Reproduce each of the records below verbatim, line for line.

====== Task material

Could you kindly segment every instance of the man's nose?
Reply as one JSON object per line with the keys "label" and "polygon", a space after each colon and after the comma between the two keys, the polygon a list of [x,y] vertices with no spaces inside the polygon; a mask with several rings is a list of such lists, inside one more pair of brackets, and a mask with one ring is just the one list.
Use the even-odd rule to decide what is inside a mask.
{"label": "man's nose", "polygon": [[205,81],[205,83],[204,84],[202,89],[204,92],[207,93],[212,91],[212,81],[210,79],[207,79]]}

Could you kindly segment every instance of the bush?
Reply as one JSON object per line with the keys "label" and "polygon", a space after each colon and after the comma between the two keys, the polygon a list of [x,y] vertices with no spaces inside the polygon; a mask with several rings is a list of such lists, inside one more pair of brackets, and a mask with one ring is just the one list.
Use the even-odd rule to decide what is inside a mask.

============

- Task response:
Could you kindly segment every instance of the man's nose?
Reply as one JSON object per line with the keys "label" and "polygon", a space after each colon and after the comma between the two keys, the polygon a list of [x,y] vertices with no spaces inside the polygon; a mask with several rings is a list of such lists, inside one more pair of brackets, and a mask with one ring is just the one list.
Use the even-odd rule to decide what is inside a mask.
{"label": "man's nose", "polygon": [[205,81],[205,83],[204,84],[202,89],[204,92],[207,93],[212,91],[212,81],[210,79],[207,79]]}

Could you kindly segment every instance of the bush?
Reply as one JSON object per line with the keys "label" and "polygon", a space after each colon and after the comma between the two keys, the polygon a list of [x,y] vertices with no spaces inside the polygon; a mask with several rings is a list of such lists, inside one more pair of brackets, and a mask with one ring is just the one list.
Use the even-odd rule to decide what is inside a mask.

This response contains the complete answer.